==== Document passage ====

Evaluate the given integral by changing to polar coordinates.

{eq}\displaystyle \iint_D x^2 y\ dA {/eq}, where {eq}D {/eq} is the top half of the disk with center the origin and radius {eq}5 {/eq}.

Evaluating Double Integral:

The double integral process is defined as integrating the inner portion first and then, integrating the outer portion.

In this case, we are going to convert the double integral into polar coordinates. The formula is {eq}x =r \cos \theta , \ y=r \sin \theta, \ dA=rdrd\theta {/eq}.

Answer and Explanation:

Given, D is the top half of the disk with center at the origin and radius {eq}5 {/eq}. So, we consider half disk as semicircle.

==== Stored data ====

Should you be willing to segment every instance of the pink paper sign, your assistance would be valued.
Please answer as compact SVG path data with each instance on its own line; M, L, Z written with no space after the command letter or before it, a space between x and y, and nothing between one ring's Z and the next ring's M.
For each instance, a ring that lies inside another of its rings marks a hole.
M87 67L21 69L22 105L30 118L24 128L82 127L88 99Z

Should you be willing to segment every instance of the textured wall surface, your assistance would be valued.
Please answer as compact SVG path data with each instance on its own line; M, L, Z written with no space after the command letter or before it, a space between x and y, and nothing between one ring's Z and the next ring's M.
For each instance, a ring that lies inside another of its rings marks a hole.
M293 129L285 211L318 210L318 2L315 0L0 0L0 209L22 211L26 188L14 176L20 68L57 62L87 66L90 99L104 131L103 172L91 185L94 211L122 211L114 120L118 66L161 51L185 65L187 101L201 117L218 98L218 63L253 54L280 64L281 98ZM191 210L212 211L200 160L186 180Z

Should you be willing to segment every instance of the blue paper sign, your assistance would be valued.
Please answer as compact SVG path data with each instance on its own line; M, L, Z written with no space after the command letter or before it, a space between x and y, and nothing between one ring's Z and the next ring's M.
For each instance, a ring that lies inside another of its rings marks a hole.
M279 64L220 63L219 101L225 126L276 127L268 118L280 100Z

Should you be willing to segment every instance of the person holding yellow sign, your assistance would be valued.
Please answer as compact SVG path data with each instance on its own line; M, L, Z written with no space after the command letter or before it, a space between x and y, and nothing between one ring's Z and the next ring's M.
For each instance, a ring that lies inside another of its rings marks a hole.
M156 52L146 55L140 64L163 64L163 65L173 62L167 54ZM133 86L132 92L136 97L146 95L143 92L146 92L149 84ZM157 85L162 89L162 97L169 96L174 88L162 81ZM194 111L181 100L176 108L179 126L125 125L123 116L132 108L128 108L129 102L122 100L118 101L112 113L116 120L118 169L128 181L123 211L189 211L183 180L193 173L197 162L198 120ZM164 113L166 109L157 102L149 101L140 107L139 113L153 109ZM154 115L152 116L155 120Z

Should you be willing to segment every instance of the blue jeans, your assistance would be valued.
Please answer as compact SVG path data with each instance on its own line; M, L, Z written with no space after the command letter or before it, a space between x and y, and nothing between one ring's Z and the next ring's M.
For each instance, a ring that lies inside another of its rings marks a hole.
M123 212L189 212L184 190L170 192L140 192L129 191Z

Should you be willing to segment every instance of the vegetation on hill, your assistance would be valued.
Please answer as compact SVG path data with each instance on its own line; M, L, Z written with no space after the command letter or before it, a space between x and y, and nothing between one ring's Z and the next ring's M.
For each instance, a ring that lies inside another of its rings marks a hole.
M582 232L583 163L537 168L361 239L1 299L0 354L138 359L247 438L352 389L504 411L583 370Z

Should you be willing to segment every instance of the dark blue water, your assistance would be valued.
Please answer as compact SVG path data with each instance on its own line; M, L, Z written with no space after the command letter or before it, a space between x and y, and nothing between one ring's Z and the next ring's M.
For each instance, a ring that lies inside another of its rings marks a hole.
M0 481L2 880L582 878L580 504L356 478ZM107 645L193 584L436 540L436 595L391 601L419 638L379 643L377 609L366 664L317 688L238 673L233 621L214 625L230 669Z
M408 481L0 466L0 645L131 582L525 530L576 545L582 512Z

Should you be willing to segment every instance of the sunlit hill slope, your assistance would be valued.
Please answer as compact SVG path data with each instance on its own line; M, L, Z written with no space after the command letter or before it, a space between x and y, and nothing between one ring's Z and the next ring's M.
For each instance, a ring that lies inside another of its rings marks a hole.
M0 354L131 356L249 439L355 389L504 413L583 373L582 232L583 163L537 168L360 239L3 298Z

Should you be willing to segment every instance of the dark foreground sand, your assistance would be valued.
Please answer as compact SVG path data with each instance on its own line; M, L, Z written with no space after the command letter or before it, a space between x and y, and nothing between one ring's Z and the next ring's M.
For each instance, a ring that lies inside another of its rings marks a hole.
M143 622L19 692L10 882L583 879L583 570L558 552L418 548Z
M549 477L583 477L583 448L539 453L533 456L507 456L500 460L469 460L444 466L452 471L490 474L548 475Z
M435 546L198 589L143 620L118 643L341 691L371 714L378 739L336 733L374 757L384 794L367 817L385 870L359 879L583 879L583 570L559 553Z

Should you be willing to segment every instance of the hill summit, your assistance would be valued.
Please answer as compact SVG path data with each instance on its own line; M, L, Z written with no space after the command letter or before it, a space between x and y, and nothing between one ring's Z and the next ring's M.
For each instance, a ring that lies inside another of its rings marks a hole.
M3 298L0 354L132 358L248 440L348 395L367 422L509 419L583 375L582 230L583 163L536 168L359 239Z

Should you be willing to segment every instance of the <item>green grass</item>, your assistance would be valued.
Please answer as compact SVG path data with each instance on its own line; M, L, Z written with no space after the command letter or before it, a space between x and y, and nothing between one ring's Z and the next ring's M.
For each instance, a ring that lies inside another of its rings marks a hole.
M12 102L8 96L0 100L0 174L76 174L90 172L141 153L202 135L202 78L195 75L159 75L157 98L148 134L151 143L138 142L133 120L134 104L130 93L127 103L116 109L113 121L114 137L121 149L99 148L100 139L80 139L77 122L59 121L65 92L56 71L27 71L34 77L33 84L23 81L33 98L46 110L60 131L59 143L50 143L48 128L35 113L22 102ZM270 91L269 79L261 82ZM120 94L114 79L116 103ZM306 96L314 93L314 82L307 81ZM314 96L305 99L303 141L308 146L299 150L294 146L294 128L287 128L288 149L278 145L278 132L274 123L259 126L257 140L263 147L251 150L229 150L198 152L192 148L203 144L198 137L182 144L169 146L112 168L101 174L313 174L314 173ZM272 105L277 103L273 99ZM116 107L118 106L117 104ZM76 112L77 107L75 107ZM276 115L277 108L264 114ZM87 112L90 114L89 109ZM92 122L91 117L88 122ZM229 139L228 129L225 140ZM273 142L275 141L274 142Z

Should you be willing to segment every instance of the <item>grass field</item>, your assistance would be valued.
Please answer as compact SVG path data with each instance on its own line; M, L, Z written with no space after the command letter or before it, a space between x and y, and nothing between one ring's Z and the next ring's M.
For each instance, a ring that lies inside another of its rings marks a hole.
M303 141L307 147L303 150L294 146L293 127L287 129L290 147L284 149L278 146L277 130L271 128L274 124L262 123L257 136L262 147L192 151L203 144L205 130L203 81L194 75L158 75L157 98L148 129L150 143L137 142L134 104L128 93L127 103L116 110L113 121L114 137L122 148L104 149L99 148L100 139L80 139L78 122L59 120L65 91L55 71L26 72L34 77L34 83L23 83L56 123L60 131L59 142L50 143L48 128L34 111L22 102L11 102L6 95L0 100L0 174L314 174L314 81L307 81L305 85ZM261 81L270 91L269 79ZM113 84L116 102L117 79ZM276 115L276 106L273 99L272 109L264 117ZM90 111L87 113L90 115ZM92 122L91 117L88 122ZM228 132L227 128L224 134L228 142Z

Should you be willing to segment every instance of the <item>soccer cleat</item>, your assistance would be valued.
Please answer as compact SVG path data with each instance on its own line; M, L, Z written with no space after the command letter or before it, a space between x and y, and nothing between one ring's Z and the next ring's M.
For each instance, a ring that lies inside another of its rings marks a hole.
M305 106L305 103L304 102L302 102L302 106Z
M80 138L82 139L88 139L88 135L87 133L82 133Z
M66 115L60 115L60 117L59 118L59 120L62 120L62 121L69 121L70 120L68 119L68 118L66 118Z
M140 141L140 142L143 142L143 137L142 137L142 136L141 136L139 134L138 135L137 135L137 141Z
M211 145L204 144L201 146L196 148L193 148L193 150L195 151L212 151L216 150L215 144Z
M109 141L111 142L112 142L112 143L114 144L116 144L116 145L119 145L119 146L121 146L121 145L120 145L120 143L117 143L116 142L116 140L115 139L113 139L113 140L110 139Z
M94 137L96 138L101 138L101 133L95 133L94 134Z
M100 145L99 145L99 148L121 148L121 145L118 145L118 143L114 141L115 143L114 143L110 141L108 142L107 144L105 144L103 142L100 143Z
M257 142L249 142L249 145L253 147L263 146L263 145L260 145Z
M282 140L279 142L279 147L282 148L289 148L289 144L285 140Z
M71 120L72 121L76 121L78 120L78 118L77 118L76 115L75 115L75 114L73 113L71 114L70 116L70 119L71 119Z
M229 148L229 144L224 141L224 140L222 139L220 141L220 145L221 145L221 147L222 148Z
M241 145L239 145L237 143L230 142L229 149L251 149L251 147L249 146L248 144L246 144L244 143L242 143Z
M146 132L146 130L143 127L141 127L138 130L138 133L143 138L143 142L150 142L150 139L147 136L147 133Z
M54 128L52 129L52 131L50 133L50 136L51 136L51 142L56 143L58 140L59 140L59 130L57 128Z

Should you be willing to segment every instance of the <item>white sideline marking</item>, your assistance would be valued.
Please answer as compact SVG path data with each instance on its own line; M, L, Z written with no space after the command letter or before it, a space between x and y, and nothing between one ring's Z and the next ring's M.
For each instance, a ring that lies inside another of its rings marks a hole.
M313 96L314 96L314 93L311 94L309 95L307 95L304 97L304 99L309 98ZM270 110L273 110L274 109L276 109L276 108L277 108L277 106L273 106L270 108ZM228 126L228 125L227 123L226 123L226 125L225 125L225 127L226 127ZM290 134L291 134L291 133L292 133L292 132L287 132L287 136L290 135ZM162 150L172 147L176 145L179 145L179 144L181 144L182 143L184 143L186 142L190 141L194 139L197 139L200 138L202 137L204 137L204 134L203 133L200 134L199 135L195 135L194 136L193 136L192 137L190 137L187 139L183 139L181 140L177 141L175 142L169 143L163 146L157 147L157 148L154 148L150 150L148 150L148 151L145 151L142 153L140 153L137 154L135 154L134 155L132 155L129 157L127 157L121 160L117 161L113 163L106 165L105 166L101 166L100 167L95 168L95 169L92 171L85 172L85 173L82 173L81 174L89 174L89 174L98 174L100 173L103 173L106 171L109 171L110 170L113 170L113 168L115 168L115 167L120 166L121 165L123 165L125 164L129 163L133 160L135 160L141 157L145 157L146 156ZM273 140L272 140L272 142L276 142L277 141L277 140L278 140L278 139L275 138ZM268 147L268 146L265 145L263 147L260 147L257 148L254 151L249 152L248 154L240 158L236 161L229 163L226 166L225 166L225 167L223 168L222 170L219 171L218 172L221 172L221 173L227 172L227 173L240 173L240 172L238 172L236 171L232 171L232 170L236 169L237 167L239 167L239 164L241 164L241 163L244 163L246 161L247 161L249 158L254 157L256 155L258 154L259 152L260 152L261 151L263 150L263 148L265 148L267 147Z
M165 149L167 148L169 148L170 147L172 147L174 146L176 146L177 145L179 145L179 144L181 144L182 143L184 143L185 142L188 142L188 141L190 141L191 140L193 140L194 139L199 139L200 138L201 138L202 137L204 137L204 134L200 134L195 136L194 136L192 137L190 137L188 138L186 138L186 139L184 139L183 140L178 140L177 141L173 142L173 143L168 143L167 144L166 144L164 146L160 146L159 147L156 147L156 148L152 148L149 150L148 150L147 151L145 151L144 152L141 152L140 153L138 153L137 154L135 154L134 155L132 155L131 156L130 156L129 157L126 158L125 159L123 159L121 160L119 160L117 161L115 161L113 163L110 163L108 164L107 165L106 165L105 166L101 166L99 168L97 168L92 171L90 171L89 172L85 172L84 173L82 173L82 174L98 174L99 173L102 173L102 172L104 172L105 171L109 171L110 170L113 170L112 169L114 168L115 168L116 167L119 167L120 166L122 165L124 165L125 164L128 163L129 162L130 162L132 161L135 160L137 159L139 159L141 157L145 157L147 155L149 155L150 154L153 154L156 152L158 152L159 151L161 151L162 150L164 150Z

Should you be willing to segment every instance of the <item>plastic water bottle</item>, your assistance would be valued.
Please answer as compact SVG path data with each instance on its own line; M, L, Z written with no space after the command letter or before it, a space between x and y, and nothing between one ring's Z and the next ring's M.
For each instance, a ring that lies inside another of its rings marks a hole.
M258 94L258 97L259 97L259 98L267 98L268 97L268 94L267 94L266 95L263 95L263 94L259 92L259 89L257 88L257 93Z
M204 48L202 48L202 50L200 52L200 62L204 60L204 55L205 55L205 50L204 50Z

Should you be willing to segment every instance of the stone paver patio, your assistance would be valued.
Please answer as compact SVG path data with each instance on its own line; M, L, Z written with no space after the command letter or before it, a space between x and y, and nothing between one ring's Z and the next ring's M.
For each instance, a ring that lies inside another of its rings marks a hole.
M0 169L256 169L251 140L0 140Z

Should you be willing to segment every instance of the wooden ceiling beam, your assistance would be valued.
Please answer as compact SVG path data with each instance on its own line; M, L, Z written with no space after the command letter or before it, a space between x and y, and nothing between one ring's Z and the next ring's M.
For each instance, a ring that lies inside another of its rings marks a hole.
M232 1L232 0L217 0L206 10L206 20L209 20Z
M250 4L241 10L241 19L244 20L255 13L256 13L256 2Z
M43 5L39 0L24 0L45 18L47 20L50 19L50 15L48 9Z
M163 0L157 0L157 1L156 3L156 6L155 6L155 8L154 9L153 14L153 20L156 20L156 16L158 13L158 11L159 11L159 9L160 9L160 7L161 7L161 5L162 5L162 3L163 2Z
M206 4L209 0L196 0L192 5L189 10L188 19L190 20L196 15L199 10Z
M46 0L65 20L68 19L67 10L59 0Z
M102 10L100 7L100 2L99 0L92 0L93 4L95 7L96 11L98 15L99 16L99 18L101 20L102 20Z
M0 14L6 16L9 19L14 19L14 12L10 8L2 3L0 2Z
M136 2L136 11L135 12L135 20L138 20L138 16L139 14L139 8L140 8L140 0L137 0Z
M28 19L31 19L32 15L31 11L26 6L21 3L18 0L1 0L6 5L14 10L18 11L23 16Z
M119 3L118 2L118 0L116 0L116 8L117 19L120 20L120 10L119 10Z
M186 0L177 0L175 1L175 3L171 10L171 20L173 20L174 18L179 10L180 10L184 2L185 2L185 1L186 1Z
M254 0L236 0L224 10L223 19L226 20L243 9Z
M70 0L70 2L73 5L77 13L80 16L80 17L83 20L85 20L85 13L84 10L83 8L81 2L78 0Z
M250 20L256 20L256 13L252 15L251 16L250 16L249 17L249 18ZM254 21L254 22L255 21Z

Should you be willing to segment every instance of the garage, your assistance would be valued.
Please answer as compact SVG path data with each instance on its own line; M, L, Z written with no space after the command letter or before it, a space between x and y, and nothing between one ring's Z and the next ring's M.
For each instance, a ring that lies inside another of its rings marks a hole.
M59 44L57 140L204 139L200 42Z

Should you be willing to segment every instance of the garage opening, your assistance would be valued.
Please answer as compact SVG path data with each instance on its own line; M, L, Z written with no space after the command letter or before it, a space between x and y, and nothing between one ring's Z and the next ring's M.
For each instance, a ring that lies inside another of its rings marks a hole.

====

▶ **Your task**
According to the polar coordinates passage, what are the center and radius of the disk whose top half forms the region D? Answer using only the polar coordinates passage, not the listing.

▶ **Result of this task**
The disk is centered at the origin and has radius 5.